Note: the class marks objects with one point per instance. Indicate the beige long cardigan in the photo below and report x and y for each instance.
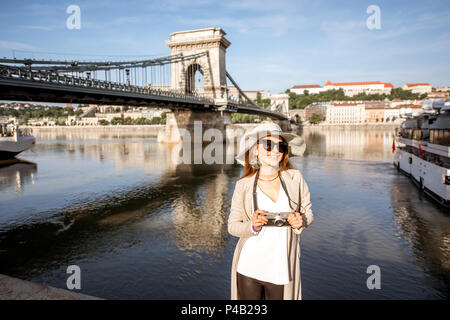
(239, 225)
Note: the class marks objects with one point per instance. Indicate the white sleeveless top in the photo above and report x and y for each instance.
(264, 257)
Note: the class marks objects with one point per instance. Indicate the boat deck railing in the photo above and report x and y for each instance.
(435, 136)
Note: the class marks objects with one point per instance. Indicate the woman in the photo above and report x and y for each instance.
(266, 262)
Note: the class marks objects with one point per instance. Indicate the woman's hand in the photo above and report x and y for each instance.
(295, 220)
(259, 219)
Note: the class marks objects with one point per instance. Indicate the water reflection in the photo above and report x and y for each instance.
(17, 175)
(352, 144)
(425, 228)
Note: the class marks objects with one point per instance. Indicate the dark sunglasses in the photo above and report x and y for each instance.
(269, 145)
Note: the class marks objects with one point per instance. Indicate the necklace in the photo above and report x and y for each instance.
(268, 179)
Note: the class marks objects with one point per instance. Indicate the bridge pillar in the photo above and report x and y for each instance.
(210, 66)
(195, 126)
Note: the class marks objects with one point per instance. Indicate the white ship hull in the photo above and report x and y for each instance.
(429, 177)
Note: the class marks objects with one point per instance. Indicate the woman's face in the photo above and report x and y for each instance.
(270, 158)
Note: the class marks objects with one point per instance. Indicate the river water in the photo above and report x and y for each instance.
(140, 226)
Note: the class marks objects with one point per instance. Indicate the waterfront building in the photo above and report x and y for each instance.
(420, 88)
(354, 88)
(311, 88)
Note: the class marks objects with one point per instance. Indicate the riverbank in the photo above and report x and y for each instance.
(17, 289)
(153, 130)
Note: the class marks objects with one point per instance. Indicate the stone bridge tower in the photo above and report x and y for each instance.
(211, 66)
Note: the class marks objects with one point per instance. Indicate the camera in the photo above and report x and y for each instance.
(277, 219)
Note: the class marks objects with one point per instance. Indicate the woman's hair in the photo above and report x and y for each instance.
(249, 170)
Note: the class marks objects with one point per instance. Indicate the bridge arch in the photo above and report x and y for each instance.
(196, 78)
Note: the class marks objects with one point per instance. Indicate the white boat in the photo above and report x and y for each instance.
(12, 142)
(422, 150)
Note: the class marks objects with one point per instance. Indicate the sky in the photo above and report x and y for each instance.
(274, 44)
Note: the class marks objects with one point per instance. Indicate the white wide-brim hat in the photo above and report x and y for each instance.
(250, 138)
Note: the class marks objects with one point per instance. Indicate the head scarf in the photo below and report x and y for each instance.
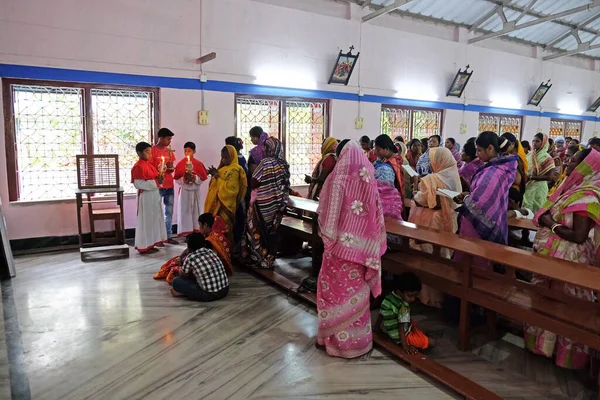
(401, 148)
(541, 162)
(455, 151)
(329, 145)
(444, 176)
(350, 215)
(522, 157)
(230, 188)
(258, 152)
(273, 174)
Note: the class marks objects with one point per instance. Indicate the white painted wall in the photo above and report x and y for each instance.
(272, 42)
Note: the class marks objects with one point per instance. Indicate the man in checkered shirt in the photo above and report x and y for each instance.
(203, 275)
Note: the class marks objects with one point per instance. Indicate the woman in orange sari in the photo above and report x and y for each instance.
(227, 188)
(214, 230)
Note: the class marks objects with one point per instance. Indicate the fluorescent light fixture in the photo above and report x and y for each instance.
(285, 77)
(412, 92)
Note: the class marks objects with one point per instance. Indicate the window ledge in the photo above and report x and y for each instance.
(25, 203)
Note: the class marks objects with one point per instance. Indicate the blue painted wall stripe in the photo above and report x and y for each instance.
(72, 75)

+ + + + + + +

- **Aim of the task**: Write out every line of the listing above as a numbered list, skipping blank lines and leaving out the pictures.

- **Response for this exercise**:
1. Note: the class marks objects with one point per instance. Indicate the beige long cardigan in the photo below and report x and y for each instance.
2. (239, 225)
3. Note: the class marks objects with one point per instance. Indicate the white sleeveless top in the photo above and report x and y for each instance.
4. (264, 257)
5. Note: the class marks objects with one point per instance. Indicate the boat deck railing in the photo above and report x and y for each instance.
6. (435, 136)
7. Note: the class marks objects with one point per instance. Indicate the woman in the photo above and report x and y for each instance.
8. (266, 262)
9. Note: the class marks objects with one point per instance. Indicate the woman's hand in the photo above and report x and y for each instance.
10. (295, 220)
11. (259, 219)
12. Note: the class marks objects with one point per instance. Indicate the water reflection in the photo above and report x and y for each instance.
13. (17, 175)
14. (352, 144)
15. (425, 228)
16. Note: the class marks objects with one point per instance. Indicate the dark sunglasses in the photo above and report x and y for each instance.
17. (269, 145)
18. Note: the class marks objects with one point per instance. Indicate the necklace in the photo above and report x and y for each instance.
19. (268, 179)
20. Note: the class marks objects with one point per instance. Indicate the bridge pillar in the photo above and report x and y for each instance.
21. (210, 66)
22. (195, 126)
23. Note: the class marks objects with one point per instance. Indicate the white ship hull in the photo above and report x and y for each instance.
24. (429, 177)
25. Note: the class marks objects with one point per instance. Indicate the woman's face in the photo above and report x and y for each instance.
26. (270, 158)
27. Note: the class marks objects with one point per instance. Indicate the river water in the photo above and report x and y for each instance.
28. (140, 226)
29. Note: the class marks objects with one point per instance. Indicate the waterfront building in the photo above and report x and y for each instance.
30. (420, 88)
31. (354, 88)
32. (311, 88)
33. Note: the class marks objects with one point per instance. Indicate the riverbank in the photo above and report x and y for each instance.
34. (17, 289)
35. (153, 130)
36. Note: the class marks objects with one point per instance. Indicate the stone bridge tower in the photo above and report x and y for each instance.
37. (211, 66)
38. Note: the class marks objects with one point per instance. Indicate the camera in the photo above and report x and y for each instance.
39. (277, 219)
40. Note: the class marks objects with one point per instance. Indicate the woman's hair in the photo above and report x and y for each instance.
41. (249, 170)
42. Note: the class marks objects with one point per instance. Indicate the bridge arch in the photo above and report x and y for each instance.
43. (196, 78)
44. Note: the class marks objects with one point per instance. Indicate the white boat in the photo above and report x and y for each instance.
45. (12, 142)
46. (422, 150)
47. Note: the class marks objects with one point per instance. Indicate the sky in the photo above and report x and y for each instance.
48. (274, 44)
49. Note: the class marks objects with one point per instance. Indicate the white wide-brim hat in the photo above and report x and y for each instance.
50. (250, 138)
51. Note: the class marks objects with one point per instance. Indicate the head scarf in the photo below and report x and y for each instance.
52. (401, 148)
53. (541, 162)
54. (455, 151)
55. (329, 145)
56. (444, 176)
57. (350, 215)
58. (522, 157)
59. (230, 188)
60. (258, 152)
61. (273, 174)
62. Note: the class marks objects with one point per instance. Indicate the white painted wall in the photo above and report x and y for each instance.
63. (272, 42)
64. Note: the class marks objects with one point per instance. Indicate the man in checkered shirt in the photo above and report x and y for each instance.
65. (203, 275)
66. Note: the class marks objects with one point per instance. Indicate the woman in orange sari in the photo above and report x and y for each instance.
67. (227, 188)
68. (214, 230)
69. Note: the class marks objects with one point per instance. Indicate the fluorescent light fixture in the photo above and report x and y for each instance.
70. (285, 77)
71. (412, 92)
72. Note: the class marks objects with one point per instance. Indicate the window ledge in the photo above and report x and y for each instance.
73. (25, 203)
74. Note: the class marks objects with one point per instance. Indicate the blue painted wall stripe in the photo above and report x and y for each instance.
75. (72, 75)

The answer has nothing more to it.